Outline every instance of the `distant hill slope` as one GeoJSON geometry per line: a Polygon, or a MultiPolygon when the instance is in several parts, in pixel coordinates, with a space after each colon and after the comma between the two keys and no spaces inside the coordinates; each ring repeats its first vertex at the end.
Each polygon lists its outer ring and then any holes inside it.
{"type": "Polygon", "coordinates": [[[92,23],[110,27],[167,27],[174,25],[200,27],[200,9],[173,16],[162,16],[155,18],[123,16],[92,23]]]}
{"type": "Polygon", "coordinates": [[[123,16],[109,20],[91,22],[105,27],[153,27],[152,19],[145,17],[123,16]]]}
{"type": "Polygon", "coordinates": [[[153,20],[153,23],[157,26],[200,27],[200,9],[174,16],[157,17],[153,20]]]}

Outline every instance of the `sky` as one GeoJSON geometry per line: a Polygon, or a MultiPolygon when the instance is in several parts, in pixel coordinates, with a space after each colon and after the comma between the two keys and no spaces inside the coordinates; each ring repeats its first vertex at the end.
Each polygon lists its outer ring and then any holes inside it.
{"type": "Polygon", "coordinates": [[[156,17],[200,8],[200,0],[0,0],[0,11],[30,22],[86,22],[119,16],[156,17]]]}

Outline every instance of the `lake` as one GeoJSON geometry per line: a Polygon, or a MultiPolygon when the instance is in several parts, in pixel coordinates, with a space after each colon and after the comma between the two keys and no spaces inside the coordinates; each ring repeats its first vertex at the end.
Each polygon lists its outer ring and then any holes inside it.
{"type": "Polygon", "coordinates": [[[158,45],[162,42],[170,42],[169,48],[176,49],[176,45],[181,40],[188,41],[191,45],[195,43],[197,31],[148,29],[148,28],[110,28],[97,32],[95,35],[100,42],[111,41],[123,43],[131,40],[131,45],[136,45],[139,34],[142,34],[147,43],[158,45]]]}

■ ■ ■ ■

■ WRITTEN REQUEST:
How many lines of the records above contain the word "vertex"? Reply with the number alone.

■ SOLVED EXERCISE:
3